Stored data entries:

· · · · ·

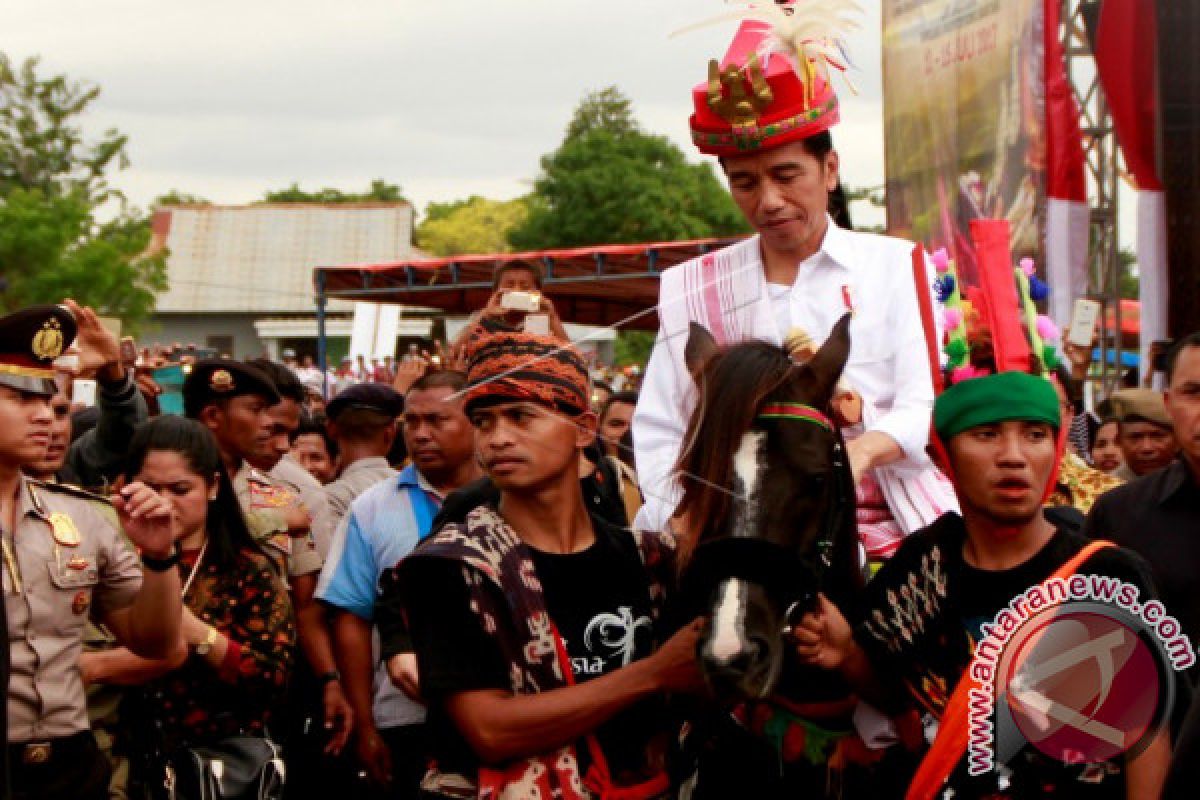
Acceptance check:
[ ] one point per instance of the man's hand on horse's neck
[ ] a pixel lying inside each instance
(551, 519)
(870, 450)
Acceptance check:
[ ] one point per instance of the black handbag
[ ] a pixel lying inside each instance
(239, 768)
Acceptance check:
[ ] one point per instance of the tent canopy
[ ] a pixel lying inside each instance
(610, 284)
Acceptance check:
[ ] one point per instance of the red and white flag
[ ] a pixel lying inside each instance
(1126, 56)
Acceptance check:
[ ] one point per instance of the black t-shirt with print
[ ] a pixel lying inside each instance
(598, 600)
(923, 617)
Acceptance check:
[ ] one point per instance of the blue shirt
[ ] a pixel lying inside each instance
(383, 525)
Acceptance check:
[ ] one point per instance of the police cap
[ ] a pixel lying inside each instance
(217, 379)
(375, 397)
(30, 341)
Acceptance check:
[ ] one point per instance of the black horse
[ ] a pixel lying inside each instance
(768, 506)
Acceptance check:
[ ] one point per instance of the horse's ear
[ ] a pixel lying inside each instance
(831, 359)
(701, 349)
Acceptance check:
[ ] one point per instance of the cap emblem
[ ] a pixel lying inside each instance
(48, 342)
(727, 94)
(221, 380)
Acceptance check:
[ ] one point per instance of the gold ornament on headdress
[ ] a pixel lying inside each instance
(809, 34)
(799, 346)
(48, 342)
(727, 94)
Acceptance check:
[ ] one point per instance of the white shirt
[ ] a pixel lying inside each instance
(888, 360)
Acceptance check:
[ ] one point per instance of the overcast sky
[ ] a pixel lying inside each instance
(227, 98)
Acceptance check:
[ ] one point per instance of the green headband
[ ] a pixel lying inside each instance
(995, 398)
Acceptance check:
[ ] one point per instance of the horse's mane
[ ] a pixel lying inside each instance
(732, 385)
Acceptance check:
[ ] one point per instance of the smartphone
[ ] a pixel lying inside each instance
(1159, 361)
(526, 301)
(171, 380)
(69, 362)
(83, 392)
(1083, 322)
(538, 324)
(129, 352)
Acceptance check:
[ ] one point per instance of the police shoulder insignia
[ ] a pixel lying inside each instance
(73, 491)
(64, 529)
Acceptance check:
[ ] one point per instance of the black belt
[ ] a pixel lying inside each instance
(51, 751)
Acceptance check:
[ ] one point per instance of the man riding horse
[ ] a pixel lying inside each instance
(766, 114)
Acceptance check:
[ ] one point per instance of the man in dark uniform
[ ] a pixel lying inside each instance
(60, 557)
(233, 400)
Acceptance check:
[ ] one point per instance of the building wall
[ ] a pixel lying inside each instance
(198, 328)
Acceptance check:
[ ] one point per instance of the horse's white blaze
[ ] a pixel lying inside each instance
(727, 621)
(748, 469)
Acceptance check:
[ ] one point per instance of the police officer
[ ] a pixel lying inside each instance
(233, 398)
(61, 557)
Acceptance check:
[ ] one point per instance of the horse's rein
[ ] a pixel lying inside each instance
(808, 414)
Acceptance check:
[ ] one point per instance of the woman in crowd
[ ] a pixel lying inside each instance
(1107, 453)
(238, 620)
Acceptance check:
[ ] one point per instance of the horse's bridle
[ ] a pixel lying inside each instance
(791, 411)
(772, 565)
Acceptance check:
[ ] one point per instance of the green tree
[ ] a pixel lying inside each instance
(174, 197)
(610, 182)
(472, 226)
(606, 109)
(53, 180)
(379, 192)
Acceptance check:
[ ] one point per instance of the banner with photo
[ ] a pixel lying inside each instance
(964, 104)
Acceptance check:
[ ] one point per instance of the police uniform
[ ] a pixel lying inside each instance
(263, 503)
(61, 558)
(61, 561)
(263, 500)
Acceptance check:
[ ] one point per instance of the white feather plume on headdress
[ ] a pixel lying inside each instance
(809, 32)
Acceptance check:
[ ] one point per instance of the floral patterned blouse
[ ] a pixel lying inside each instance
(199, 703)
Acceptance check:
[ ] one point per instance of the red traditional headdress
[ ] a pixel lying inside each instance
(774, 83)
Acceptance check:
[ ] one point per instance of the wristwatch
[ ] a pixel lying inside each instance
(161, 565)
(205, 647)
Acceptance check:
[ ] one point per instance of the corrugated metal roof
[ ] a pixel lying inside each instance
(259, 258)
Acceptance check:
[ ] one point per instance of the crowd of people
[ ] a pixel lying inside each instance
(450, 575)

· · · · ·

> **THE TASK**: Return the records above exactly, without the pictures.

> **SOLUTION**:
Acceptance check:
[ ] one point per instance of the man's hand on horse's neck
[ ] a pixel lying inside each instance
(551, 519)
(870, 450)
Acceptance check:
[ ] one point per instance of the black handbag
[ ] a pixel lying inside each instance
(239, 768)
Acceptance check:
[ ] one point per instance of the tent canopy
[ ] a pixel lying inside each instance
(610, 284)
Acceptance check:
[ ] one point per instance of the red and white flag
[ ] a pixel lying inside each instance
(1126, 56)
Acceptance check:
[ ] one point per instance of the black t-shirt with print
[ ] a pixel lying inside each instance
(598, 600)
(923, 617)
Acceptance check:
[ ] one point per instance of the blue shirt
[ ] a pixel lying inside each instance
(383, 525)
Acceptance check:
[ ] one point per instance of the police cap
[ ] a pixel lying inside each instance
(217, 379)
(375, 397)
(30, 341)
Acceptance check:
[ ] one point per instance of the black horse
[ ] a pixel lying inside each instance
(768, 506)
Acceptance check:
[ ] one point per instance of the horse's ear
[ ] a pixel lying inside each instance
(831, 359)
(701, 349)
Acceptance check:
[ ] one point per instance of the cap emblem
[ ] a pixel lying inside each instance
(48, 342)
(727, 94)
(221, 380)
Acceptance check:
[ ] one point per instance of the gold ornament on headdress
[ ] a pixel lying inside each instance
(809, 34)
(799, 346)
(48, 342)
(727, 94)
Acceptance check:
[ ] one point per instance of the white shirt
[ ] a pixel lying inside each instance
(888, 360)
Acceptance check:
[ ] one point per instance of the overcast sky
[ ] a pixel lying inside each instance
(227, 98)
Acceptance check:
[ ] one point per instance of the green headband
[ ] a pixel lying inside each instance
(995, 398)
Acceptance check:
[ ] one point per instance of the horse's mane
[ ] a pixel lying inside each instance
(732, 385)
Acceptance check:
[ ] one point per instance of the smartphone
[ ] a pixel lying inside each instance
(1159, 361)
(526, 301)
(171, 380)
(69, 362)
(83, 392)
(1083, 322)
(538, 324)
(129, 352)
Acceptance check:
[ ] one point per instance of the police shoulder insignia
[ ] a pixel lying inside each instance
(73, 491)
(64, 529)
Acceptance check:
[ ] one point per instance of the black belt
[ ] a pixel lying inside each instance
(51, 751)
Acceptance check:
[ ] one point per instance of the man riding horse
[ ] a pixel lying inside each instance
(766, 114)
Acceptance check:
[ ] one point per instance of the man in dark uniform
[ ] a pixel lying inside each instance
(60, 557)
(233, 400)
Acceptance check:
[ ] one point per instance of the building wall
[ ] a pixel lying inside each instance
(198, 328)
Acceptance check:
[ ] one point per instance of the horse's white blaze
[ ] a pixel lying inside each instance
(727, 621)
(748, 469)
Acceptance check:
[ ] one point per instance of the police officer
[ ] a pixel lying inside each instance
(233, 398)
(61, 557)
Acceptance check:
[ ] one point per instance of the horse's rein
[ ] a pixel lying inside each instance
(808, 414)
Acceptance check:
[ ] one point per instance of the woman in crowd
[ ] a pixel lying inside each instance
(1107, 453)
(238, 620)
Acceptance check:
[ ] one point per instance of the horse's bridle
[ ] a pixel lying inside each instance
(791, 411)
(772, 565)
Acceptance check:
[ ] one point per instance of the green tree
[ ] a pixel lying inside each instance
(174, 197)
(610, 182)
(472, 226)
(606, 109)
(53, 180)
(379, 192)
Acceptance check:
[ ] one point per instance of the banner with photo
[ ] a pixel lying inside each instance
(964, 104)
Acceptance check:
[ ] one point per instance of the police uniform
[ ] a pixel lying inside each instance
(263, 503)
(61, 558)
(61, 561)
(263, 500)
Acceptance check:
[ ] one point per instance of the white feather plume on headdress
[ ] a pixel lying inside each instance
(809, 32)
Acceptance check:
[ ] one point per instance of the floral patterned blouse
[ ] a pixel lying inside each instance
(199, 703)
Acceptance check:
[ ] one point per instance of the red traditional headdress
[ ] a pixel lying inside each instance
(774, 83)
Acceptance check:
[ ] one point per instance of the wristwatch
[ ] a pixel lying inside each instance
(161, 565)
(205, 647)
Acceptance check:
[ ] one point per instance of the corrugated metal roof
[ ] a pixel lying inside each instance
(259, 258)
Acceptance check:
[ ] one point per instance of the crowd of people
[ ] a pixel lying inside each instance
(450, 575)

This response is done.